* Data section:
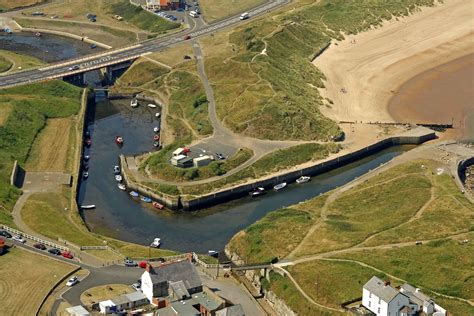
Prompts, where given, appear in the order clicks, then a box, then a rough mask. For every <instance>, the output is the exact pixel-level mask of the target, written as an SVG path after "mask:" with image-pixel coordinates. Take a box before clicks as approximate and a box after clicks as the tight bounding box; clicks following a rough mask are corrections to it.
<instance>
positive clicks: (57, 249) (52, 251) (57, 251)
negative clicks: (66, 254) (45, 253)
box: [48, 248, 61, 256]
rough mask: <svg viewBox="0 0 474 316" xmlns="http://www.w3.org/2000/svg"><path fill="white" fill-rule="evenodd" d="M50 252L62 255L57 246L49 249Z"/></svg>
mask: <svg viewBox="0 0 474 316" xmlns="http://www.w3.org/2000/svg"><path fill="white" fill-rule="evenodd" d="M48 252H49V253H50V254H52V255H56V256H59V255H61V250H59V249H57V248H51V249H49V250H48Z"/></svg>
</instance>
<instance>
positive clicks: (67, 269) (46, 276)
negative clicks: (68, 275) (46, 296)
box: [0, 248, 75, 315]
mask: <svg viewBox="0 0 474 316" xmlns="http://www.w3.org/2000/svg"><path fill="white" fill-rule="evenodd" d="M74 268H75V266H73V265H70V264H67V263H63V262H60V261H56V260H53V259H49V258H47V257H45V256H42V255H37V254H34V253H32V252H29V251H26V250H23V249H21V248H11V249H10V250H9V251H8V253H6V254H4V255H3V256H0V300H1V302H2V312H1V313H2V314H3V315H35V314H36V311H37V310H38V308H39V307H40V305H41V303H42V301H43V299H44V297H45V296H46V295H47V294H48V292H49V290H50V289H51V288H53V287H54V286H55V285H56V283H57V282H58V281H59V280H60V279H61V278H63V277H64V276H66V275H68V274H69V273H71V272H72V271H73V270H74ZM25 302H27V303H25Z"/></svg>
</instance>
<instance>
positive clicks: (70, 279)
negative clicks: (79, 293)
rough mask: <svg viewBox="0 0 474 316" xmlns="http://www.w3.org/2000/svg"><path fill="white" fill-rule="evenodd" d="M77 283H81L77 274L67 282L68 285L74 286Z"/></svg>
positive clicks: (75, 284) (66, 282) (66, 284)
mask: <svg viewBox="0 0 474 316" xmlns="http://www.w3.org/2000/svg"><path fill="white" fill-rule="evenodd" d="M77 283H79V279H78V278H77V276H73V277H72V278H70V279H69V280H68V281H67V282H66V286H73V285H76V284H77Z"/></svg>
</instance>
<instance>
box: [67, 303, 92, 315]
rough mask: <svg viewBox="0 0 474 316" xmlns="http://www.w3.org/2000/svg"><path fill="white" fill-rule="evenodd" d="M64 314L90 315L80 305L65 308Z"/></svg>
mask: <svg viewBox="0 0 474 316" xmlns="http://www.w3.org/2000/svg"><path fill="white" fill-rule="evenodd" d="M66 312H68V313H69V314H70V315H75V316H87V315H90V313H89V312H88V311H87V309H85V308H84V306H82V305H77V306H73V307H68V308H66Z"/></svg>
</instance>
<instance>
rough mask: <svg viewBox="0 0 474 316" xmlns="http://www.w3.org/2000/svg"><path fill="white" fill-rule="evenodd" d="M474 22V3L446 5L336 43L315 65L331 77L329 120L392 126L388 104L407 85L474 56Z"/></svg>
mask: <svg viewBox="0 0 474 316" xmlns="http://www.w3.org/2000/svg"><path fill="white" fill-rule="evenodd" d="M473 21H474V5H473V2H472V1H466V0H445V1H444V4H438V5H437V6H435V7H432V8H425V9H423V10H422V11H421V12H418V13H416V14H414V15H411V16H409V17H407V18H403V19H398V21H396V20H392V21H389V22H386V23H385V24H384V26H383V27H380V28H378V29H375V30H370V31H367V32H364V33H361V34H359V35H355V36H349V37H347V38H346V39H345V40H344V41H341V42H337V45H336V42H335V43H333V44H332V45H331V47H330V48H329V49H328V50H327V51H326V52H325V53H324V54H322V55H321V56H320V57H318V58H317V59H316V60H315V61H314V62H313V63H314V65H316V66H317V67H318V68H319V69H321V70H322V71H323V73H324V74H325V75H326V77H327V81H326V82H325V85H326V89H321V93H322V95H323V96H326V97H328V98H330V99H331V100H333V101H334V105H332V108H327V109H323V112H324V114H325V115H327V116H328V117H330V118H333V119H335V120H350V121H354V120H357V121H363V122H369V121H372V122H373V121H381V122H393V121H394V119H393V118H392V117H391V116H390V115H389V113H388V111H387V106H388V101H389V100H390V98H391V97H392V95H393V93H394V92H395V91H397V89H398V88H399V87H400V86H401V85H402V84H403V83H404V82H405V81H407V80H408V79H410V78H412V77H414V76H415V75H417V74H419V73H421V72H423V71H426V70H428V69H431V68H433V67H436V66H438V65H441V64H444V63H446V62H449V61H451V60H454V59H456V58H459V57H461V56H465V55H468V54H470V53H473V52H474V33H473V27H474V23H473ZM353 41H355V43H354V42H353ZM342 88H343V89H344V90H345V92H341V89H342Z"/></svg>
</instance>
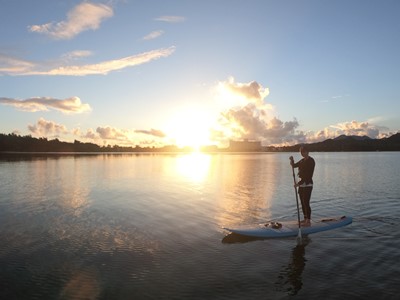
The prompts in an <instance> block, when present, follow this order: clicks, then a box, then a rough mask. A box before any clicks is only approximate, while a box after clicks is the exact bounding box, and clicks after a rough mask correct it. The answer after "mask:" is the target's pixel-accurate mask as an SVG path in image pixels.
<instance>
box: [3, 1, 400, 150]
mask: <svg viewBox="0 0 400 300" xmlns="http://www.w3.org/2000/svg"><path fill="white" fill-rule="evenodd" d="M0 7H1V9H0V37H1V39H0V132H1V133H6V134H8V133H16V134H20V135H28V134H30V135H32V136H34V137H47V138H49V139H53V138H58V139H60V140H63V141H74V140H79V141H82V142H94V143H97V144H100V145H114V144H118V145H122V146H128V145H132V146H135V145H139V146H162V145H166V144H176V145H178V146H198V145H201V144H207V145H211V144H213V145H217V146H226V145H227V142H228V141H229V139H234V140H240V139H252V140H261V141H262V143H263V145H280V144H294V143H299V142H316V141H321V140H324V139H327V138H332V137H335V136H338V135H341V134H348V135H368V136H369V137H371V138H378V137H385V136H388V135H391V134H394V133H396V132H398V131H399V130H400V117H399V112H400V88H399V85H400V71H399V70H400V54H399V53H400V1H397V0H335V1H327V0H297V1H294V0H291V1H289V0H281V1H278V0H274V1H273V0H246V1H244V0H240V1H239V0H201V1H194V0H146V1H134V0H111V1H82V0H79V1H73V0H71V1H59V0H40V1H31V0H12V1H11V0H0Z"/></svg>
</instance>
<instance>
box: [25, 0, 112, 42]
mask: <svg viewBox="0 0 400 300" xmlns="http://www.w3.org/2000/svg"><path fill="white" fill-rule="evenodd" d="M113 14H114V13H113V9H112V7H110V6H108V5H105V4H100V3H99V4H96V3H90V2H82V3H81V4H78V5H77V6H75V7H74V8H73V9H72V10H71V11H69V12H68V14H67V19H66V20H65V21H61V22H58V23H46V24H43V25H32V26H28V29H29V30H30V31H31V32H36V33H41V34H45V35H48V36H50V37H52V38H54V39H60V40H61V39H64V40H65V39H71V38H73V37H75V36H76V35H78V34H80V33H81V32H83V31H86V30H96V29H98V28H99V27H100V24H101V22H102V21H104V20H105V19H107V18H110V17H112V16H113Z"/></svg>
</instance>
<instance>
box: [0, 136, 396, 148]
mask: <svg viewBox="0 0 400 300" xmlns="http://www.w3.org/2000/svg"><path fill="white" fill-rule="evenodd" d="M300 146H301V144H297V145H293V146H286V147H273V146H269V147H263V148H262V149H260V150H257V151H254V152H261V151H264V152H265V151H272V152H297V151H299V148H300ZM307 146H308V148H309V149H310V151H311V152H342V151H344V152H348V151H400V132H398V133H396V134H394V135H392V136H390V137H387V138H382V139H371V138H369V137H367V136H361V137H360V136H346V135H341V136H338V137H336V138H334V139H327V140H325V141H323V142H318V143H311V144H307ZM203 149H204V150H205V152H207V149H209V148H203ZM190 150H191V149H189V148H183V149H180V148H178V147H176V146H174V145H170V146H165V147H161V148H154V147H145V148H142V147H139V146H135V147H121V146H118V145H114V146H102V147H101V146H99V145H96V144H93V143H82V142H80V141H77V140H75V141H74V142H73V143H68V142H62V141H59V140H58V139H54V140H47V138H34V137H32V136H19V135H15V134H8V135H7V134H0V152H182V151H184V152H188V151H190ZM208 151H211V152H230V149H229V148H225V149H220V148H218V149H217V148H215V147H212V148H210V149H209V150H208Z"/></svg>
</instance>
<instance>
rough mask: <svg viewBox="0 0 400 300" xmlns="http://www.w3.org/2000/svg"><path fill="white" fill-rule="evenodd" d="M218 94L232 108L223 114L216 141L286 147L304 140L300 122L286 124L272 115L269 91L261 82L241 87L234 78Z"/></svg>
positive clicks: (229, 109)
mask: <svg viewBox="0 0 400 300" xmlns="http://www.w3.org/2000/svg"><path fill="white" fill-rule="evenodd" d="M217 91H218V93H219V95H220V96H222V97H223V98H225V102H226V104H227V105H229V104H231V107H229V108H228V109H226V110H224V111H222V112H221V114H220V119H219V120H218V121H219V126H220V128H217V129H214V130H213V132H212V136H213V139H214V140H219V141H223V140H227V139H238V140H241V139H252V140H261V141H262V142H263V144H271V143H272V144H282V143H290V142H292V141H293V140H294V139H303V138H304V135H303V134H302V133H301V132H300V133H299V132H297V131H296V130H297V128H298V127H299V123H298V122H297V120H296V119H294V120H293V121H287V122H284V121H281V120H279V119H278V118H276V117H274V116H273V115H272V112H273V107H272V105H271V104H269V103H266V102H265V98H266V97H267V96H268V95H269V89H268V88H264V87H263V86H262V85H261V84H259V83H258V82H256V81H251V82H248V83H237V82H235V80H234V78H233V77H231V78H229V80H228V81H225V82H220V83H219V84H218V87H217ZM217 97H218V96H217ZM237 97H239V98H237Z"/></svg>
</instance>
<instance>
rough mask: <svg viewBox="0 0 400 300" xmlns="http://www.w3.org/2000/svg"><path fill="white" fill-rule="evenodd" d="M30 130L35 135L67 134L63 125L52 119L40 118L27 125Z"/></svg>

* Task requirements: Say how many lines in the records above hold "bounding", and give no other text.

* Finished exercise: 2